--- TASK TO CARRY OUT ---
Reproduce, character for character, the stretch of the data below from the line containing "like x=656 y=56." through the line containing "x=1007 y=323", with both of those lines included.

--- TASK INPUT ---
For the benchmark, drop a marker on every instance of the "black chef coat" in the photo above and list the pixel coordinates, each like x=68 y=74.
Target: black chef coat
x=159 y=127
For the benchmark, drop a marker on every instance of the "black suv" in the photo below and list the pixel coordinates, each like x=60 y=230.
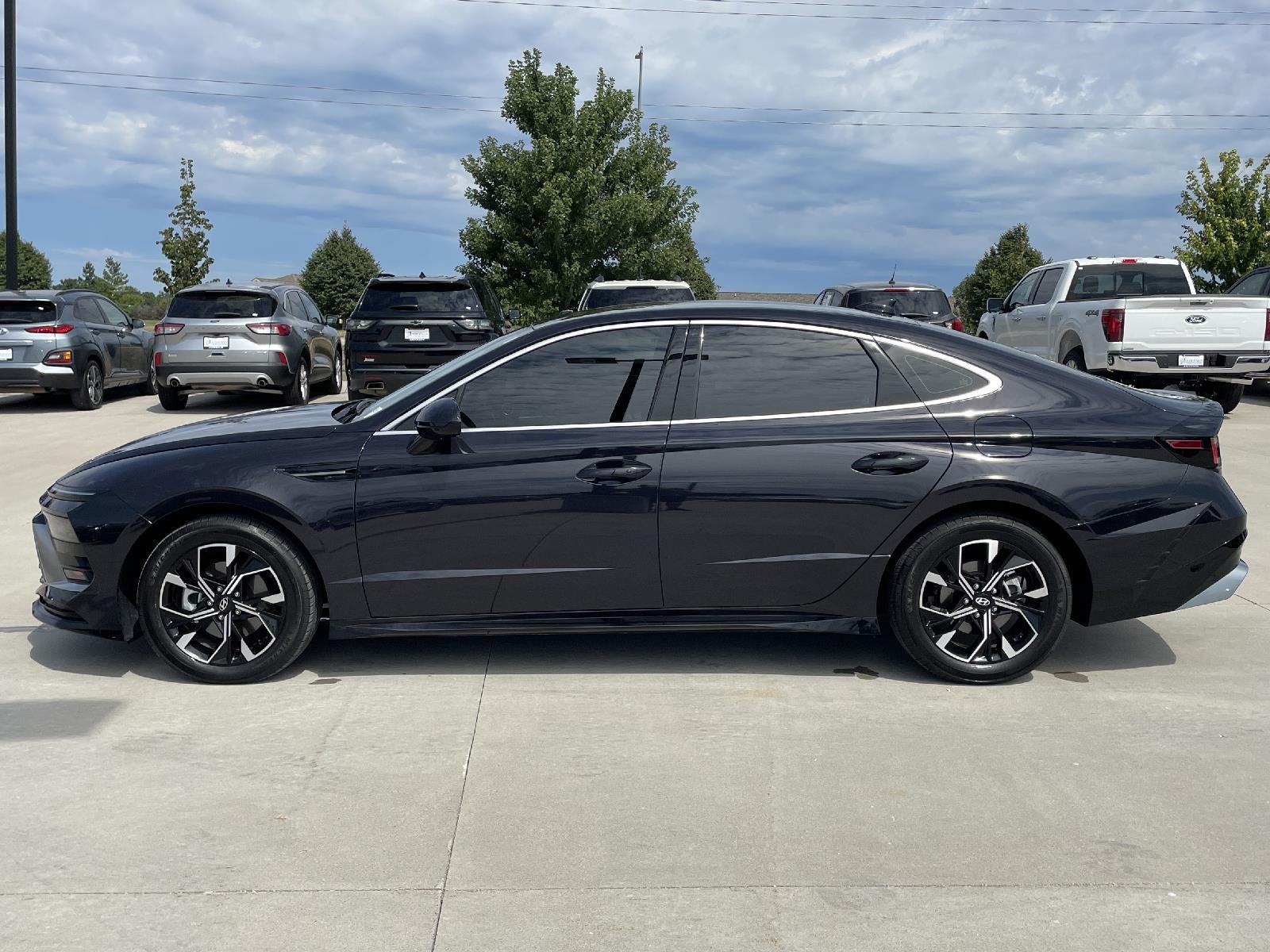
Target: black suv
x=918 y=302
x=404 y=327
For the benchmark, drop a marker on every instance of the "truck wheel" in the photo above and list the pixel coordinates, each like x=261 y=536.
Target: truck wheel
x=1229 y=395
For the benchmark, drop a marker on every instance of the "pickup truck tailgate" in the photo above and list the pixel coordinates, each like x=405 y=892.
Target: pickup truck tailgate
x=1195 y=325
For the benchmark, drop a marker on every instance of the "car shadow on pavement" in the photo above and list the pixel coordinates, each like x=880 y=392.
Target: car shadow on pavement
x=867 y=657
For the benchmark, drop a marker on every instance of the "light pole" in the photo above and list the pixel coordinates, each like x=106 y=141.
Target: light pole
x=10 y=146
x=639 y=89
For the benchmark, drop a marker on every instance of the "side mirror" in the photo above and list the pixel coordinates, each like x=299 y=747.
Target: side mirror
x=440 y=420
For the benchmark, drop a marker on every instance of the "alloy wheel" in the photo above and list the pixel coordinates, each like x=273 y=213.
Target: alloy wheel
x=984 y=602
x=222 y=605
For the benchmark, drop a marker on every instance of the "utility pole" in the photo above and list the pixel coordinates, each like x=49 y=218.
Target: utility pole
x=10 y=146
x=639 y=89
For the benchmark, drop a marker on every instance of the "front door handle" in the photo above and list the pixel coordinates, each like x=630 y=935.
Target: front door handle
x=615 y=471
x=889 y=463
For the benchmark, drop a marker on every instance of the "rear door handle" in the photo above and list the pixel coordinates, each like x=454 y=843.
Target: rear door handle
x=615 y=471
x=889 y=463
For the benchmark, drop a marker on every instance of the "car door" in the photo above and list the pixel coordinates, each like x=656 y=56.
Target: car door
x=1030 y=321
x=105 y=334
x=133 y=346
x=793 y=454
x=548 y=499
x=1007 y=323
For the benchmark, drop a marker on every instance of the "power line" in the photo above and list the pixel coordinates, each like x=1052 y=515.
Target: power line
x=658 y=118
x=868 y=16
x=652 y=106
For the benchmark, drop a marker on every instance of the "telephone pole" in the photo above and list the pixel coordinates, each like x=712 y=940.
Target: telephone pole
x=10 y=146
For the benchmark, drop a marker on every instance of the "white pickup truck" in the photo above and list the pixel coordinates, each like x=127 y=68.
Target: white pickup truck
x=1138 y=321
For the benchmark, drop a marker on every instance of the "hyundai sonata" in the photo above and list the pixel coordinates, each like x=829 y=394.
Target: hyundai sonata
x=685 y=467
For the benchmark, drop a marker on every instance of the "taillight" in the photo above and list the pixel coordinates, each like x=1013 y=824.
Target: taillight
x=270 y=328
x=1113 y=324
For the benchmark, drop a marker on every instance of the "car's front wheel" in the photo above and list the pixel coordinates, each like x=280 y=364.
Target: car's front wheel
x=978 y=598
x=228 y=600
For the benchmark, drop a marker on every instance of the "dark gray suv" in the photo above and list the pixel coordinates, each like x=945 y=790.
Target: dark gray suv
x=247 y=336
x=71 y=342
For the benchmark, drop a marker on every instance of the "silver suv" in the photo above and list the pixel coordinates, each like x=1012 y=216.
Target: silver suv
x=245 y=336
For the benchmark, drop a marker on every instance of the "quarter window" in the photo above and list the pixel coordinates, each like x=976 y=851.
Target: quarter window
x=603 y=378
x=774 y=371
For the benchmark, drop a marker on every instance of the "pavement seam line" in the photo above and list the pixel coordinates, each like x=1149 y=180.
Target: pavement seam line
x=463 y=791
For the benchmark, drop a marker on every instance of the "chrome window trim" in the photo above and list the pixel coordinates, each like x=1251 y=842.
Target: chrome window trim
x=992 y=382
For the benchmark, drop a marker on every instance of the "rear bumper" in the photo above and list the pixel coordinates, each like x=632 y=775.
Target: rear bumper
x=35 y=378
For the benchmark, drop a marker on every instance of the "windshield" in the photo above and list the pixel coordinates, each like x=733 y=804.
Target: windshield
x=1095 y=281
x=423 y=298
x=613 y=298
x=901 y=301
x=200 y=305
x=25 y=311
x=410 y=391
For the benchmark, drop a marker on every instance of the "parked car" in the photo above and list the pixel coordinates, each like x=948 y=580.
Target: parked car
x=918 y=302
x=258 y=336
x=71 y=342
x=628 y=294
x=630 y=470
x=406 y=327
x=1138 y=321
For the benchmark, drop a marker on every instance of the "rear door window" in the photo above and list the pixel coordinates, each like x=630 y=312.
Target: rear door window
x=406 y=298
x=751 y=371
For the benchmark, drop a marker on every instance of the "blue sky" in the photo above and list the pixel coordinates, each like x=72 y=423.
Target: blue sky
x=784 y=207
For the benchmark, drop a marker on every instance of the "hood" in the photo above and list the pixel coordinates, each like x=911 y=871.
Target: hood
x=287 y=423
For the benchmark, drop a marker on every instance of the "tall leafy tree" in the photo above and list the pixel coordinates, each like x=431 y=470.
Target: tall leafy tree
x=33 y=267
x=586 y=196
x=1230 y=215
x=337 y=272
x=184 y=243
x=996 y=273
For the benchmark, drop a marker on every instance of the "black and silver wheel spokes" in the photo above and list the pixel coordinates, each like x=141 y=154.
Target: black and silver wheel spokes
x=983 y=602
x=222 y=605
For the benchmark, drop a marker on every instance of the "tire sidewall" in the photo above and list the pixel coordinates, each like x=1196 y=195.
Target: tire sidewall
x=294 y=575
x=905 y=617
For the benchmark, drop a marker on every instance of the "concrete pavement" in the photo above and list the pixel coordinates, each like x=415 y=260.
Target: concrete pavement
x=672 y=793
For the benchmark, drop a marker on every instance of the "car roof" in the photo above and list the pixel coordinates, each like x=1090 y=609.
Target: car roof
x=886 y=285
x=641 y=283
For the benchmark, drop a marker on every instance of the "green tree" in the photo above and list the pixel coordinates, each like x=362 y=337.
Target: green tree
x=996 y=273
x=33 y=267
x=1230 y=234
x=587 y=197
x=337 y=272
x=184 y=243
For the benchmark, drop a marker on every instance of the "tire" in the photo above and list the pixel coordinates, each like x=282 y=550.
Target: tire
x=336 y=382
x=921 y=597
x=90 y=389
x=1229 y=395
x=272 y=611
x=298 y=391
x=171 y=399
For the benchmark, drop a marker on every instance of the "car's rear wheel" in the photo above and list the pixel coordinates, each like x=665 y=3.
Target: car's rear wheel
x=298 y=391
x=171 y=397
x=90 y=391
x=978 y=598
x=228 y=600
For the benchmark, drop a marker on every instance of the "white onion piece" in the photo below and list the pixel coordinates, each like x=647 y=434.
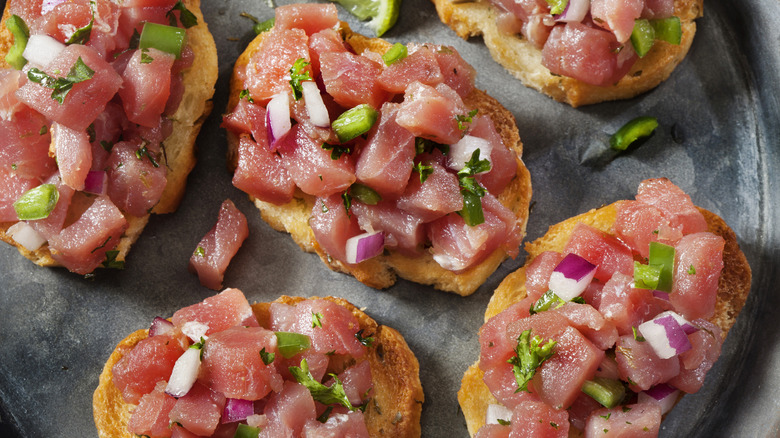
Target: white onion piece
x=277 y=118
x=318 y=112
x=237 y=410
x=365 y=246
x=26 y=236
x=497 y=412
x=665 y=336
x=41 y=50
x=160 y=326
x=96 y=182
x=195 y=330
x=184 y=374
x=571 y=277
x=460 y=152
x=662 y=394
x=575 y=11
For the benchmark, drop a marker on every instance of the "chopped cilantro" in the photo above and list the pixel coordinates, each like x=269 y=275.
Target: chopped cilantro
x=80 y=72
x=529 y=355
x=298 y=74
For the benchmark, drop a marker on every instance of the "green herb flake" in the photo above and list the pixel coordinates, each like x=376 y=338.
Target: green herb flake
x=267 y=357
x=80 y=72
x=316 y=320
x=298 y=74
x=327 y=395
x=529 y=355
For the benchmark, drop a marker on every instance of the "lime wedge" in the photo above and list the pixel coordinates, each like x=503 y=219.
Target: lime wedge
x=382 y=14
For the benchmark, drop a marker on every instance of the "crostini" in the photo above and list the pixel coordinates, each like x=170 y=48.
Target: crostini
x=394 y=164
x=100 y=108
x=616 y=314
x=581 y=52
x=275 y=369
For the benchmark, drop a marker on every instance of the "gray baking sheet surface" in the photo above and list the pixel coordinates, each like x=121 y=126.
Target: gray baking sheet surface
x=718 y=139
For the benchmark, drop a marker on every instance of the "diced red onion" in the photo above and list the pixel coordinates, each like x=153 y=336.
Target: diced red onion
x=237 y=410
x=497 y=412
x=571 y=277
x=41 y=50
x=184 y=374
x=460 y=152
x=365 y=246
x=662 y=394
x=277 y=118
x=665 y=335
x=95 y=182
x=195 y=330
x=575 y=11
x=26 y=236
x=160 y=326
x=318 y=112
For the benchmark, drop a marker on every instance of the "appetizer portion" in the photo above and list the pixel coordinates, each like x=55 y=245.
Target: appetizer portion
x=581 y=51
x=293 y=367
x=384 y=159
x=100 y=104
x=618 y=313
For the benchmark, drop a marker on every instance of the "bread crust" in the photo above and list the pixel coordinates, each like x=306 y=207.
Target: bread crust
x=524 y=61
x=733 y=288
x=394 y=409
x=193 y=110
x=382 y=271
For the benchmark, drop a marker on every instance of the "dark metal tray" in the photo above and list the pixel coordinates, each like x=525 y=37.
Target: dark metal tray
x=57 y=329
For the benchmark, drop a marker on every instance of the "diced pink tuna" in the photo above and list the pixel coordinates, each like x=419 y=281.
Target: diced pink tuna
x=261 y=173
x=540 y=420
x=74 y=154
x=232 y=364
x=199 y=411
x=352 y=79
x=312 y=17
x=288 y=411
x=698 y=261
x=150 y=417
x=136 y=177
x=227 y=309
x=626 y=306
x=149 y=362
x=332 y=226
x=268 y=71
x=81 y=246
x=350 y=425
x=638 y=420
x=617 y=15
x=603 y=250
x=146 y=86
x=337 y=331
x=420 y=65
x=637 y=224
x=219 y=245
x=85 y=100
x=436 y=197
x=639 y=365
x=385 y=161
x=431 y=113
x=583 y=53
x=311 y=166
x=670 y=199
x=403 y=232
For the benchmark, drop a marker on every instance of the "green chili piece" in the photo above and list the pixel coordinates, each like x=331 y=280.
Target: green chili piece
x=637 y=128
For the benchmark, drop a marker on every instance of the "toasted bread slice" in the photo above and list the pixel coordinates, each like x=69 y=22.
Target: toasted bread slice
x=382 y=271
x=524 y=61
x=394 y=410
x=733 y=288
x=193 y=110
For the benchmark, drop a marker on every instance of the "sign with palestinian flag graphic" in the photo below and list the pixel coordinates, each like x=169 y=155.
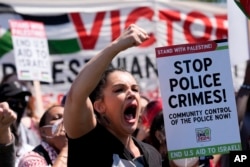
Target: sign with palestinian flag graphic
x=76 y=33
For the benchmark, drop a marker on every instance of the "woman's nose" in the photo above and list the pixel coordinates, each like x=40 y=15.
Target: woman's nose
x=131 y=94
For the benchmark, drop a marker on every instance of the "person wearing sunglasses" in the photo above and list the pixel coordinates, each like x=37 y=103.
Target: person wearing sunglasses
x=53 y=148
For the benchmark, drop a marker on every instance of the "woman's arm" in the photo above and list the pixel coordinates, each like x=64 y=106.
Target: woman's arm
x=79 y=115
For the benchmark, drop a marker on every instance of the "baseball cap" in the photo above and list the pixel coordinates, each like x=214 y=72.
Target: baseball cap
x=13 y=89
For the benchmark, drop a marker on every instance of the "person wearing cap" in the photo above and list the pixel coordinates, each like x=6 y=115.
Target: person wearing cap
x=7 y=139
x=16 y=95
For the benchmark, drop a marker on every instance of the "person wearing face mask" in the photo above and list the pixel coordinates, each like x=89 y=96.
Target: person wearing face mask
x=52 y=151
x=16 y=95
x=7 y=146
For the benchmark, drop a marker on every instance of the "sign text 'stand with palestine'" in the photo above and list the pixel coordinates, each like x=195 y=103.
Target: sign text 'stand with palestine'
x=198 y=99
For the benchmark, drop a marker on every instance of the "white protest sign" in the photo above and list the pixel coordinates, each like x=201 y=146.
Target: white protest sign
x=198 y=99
x=31 y=50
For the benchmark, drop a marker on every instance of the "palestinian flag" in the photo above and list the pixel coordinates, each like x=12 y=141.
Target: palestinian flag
x=65 y=32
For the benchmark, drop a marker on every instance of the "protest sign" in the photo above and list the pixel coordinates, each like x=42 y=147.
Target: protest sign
x=31 y=52
x=198 y=99
x=32 y=57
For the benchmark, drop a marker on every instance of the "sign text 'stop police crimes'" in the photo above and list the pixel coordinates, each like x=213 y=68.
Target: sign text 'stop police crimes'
x=198 y=97
x=189 y=83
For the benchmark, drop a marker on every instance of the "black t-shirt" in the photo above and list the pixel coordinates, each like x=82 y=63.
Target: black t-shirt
x=99 y=148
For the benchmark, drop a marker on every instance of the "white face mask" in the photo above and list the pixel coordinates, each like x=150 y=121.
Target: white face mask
x=186 y=162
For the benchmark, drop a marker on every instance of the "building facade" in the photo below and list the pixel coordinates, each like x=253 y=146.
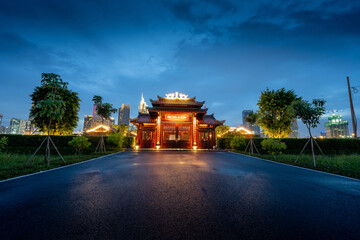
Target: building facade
x=176 y=121
x=295 y=130
x=255 y=128
x=143 y=107
x=336 y=128
x=124 y=114
x=14 y=126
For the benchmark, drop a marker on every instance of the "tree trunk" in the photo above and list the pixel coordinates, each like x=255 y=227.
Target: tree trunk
x=312 y=147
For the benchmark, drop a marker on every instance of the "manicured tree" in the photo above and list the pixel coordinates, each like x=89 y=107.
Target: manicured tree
x=251 y=119
x=79 y=143
x=310 y=114
x=48 y=111
x=275 y=113
x=221 y=130
x=71 y=100
x=3 y=143
x=104 y=110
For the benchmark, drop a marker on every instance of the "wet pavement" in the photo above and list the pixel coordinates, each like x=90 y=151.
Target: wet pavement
x=180 y=195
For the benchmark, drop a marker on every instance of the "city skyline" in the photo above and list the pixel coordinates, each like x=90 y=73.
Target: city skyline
x=222 y=51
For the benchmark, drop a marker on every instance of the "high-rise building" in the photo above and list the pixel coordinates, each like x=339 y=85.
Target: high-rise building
x=295 y=130
x=14 y=126
x=24 y=125
x=4 y=130
x=124 y=114
x=336 y=128
x=255 y=128
x=143 y=107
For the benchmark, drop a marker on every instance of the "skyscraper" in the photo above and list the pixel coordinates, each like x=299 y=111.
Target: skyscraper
x=245 y=114
x=14 y=126
x=336 y=128
x=295 y=130
x=124 y=114
x=143 y=108
x=23 y=126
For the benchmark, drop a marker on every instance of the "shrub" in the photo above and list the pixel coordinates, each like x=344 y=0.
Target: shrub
x=238 y=143
x=3 y=143
x=273 y=146
x=129 y=142
x=79 y=143
x=116 y=139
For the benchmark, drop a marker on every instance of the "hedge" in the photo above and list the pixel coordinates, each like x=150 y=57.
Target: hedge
x=295 y=145
x=27 y=144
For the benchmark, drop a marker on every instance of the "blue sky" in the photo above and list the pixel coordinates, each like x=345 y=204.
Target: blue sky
x=223 y=52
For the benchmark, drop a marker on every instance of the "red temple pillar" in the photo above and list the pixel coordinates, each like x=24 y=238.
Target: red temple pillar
x=194 y=133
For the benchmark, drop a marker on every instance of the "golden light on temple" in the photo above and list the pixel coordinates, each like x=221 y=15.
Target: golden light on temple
x=98 y=128
x=176 y=95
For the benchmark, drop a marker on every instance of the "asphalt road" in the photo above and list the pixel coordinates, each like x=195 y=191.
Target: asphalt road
x=180 y=195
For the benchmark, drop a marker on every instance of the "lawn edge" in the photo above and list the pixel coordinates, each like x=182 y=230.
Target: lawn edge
x=57 y=168
x=309 y=169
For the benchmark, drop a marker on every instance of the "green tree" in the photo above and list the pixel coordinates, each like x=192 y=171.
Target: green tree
x=238 y=143
x=3 y=143
x=310 y=114
x=49 y=108
x=276 y=113
x=221 y=130
x=104 y=110
x=273 y=146
x=251 y=119
x=79 y=143
x=52 y=84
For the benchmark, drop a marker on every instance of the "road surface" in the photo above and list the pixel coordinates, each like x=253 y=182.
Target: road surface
x=180 y=195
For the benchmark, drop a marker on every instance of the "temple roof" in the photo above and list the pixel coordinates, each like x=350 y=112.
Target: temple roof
x=210 y=119
x=164 y=101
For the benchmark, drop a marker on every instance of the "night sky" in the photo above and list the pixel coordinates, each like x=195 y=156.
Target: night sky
x=223 y=52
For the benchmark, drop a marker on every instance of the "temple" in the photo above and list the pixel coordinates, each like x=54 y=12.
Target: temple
x=176 y=121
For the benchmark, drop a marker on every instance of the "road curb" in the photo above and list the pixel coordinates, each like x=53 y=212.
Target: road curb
x=309 y=169
x=53 y=169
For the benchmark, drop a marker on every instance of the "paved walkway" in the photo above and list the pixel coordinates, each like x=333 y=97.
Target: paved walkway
x=180 y=195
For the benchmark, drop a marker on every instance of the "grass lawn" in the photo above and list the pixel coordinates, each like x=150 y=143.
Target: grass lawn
x=13 y=165
x=346 y=165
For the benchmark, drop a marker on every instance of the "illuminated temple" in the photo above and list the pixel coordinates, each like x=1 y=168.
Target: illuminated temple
x=176 y=121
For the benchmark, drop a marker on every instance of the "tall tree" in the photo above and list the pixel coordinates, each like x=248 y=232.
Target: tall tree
x=251 y=119
x=49 y=108
x=71 y=100
x=104 y=110
x=310 y=114
x=275 y=114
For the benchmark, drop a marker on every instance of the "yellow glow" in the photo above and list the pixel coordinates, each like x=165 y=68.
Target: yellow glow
x=176 y=95
x=175 y=117
x=246 y=131
x=97 y=127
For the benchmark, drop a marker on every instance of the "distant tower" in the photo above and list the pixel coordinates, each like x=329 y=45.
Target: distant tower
x=124 y=114
x=143 y=108
x=295 y=130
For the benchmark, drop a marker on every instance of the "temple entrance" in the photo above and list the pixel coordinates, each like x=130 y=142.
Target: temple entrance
x=176 y=135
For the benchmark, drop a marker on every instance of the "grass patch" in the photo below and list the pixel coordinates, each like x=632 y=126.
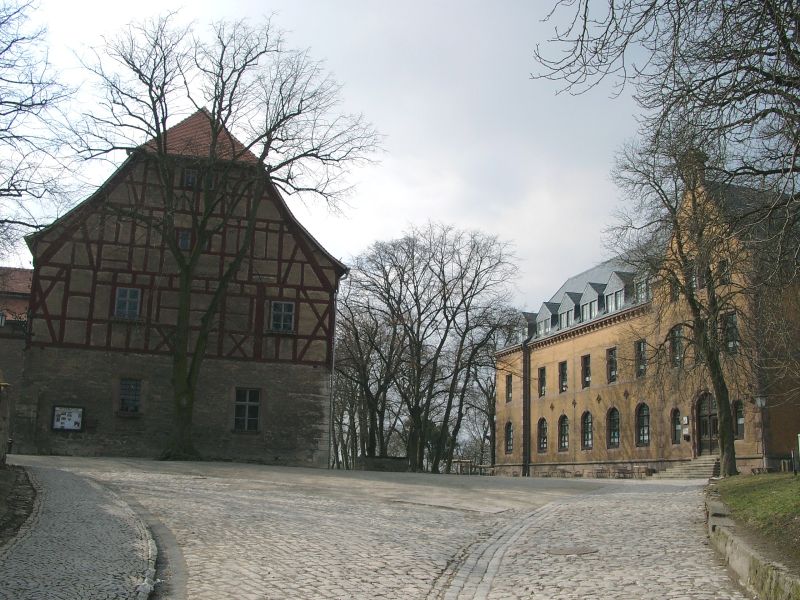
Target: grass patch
x=768 y=505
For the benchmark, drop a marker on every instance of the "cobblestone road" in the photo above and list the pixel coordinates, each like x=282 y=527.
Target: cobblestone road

--- RIGHT ANSWER ---
For the benchmark, drop a marker on every instance of the "car door" in the photo above and list the pixel coordinates, each like x=656 y=56.
Target: car door
x=1030 y=321
x=105 y=334
x=133 y=346
x=793 y=454
x=548 y=499
x=1007 y=323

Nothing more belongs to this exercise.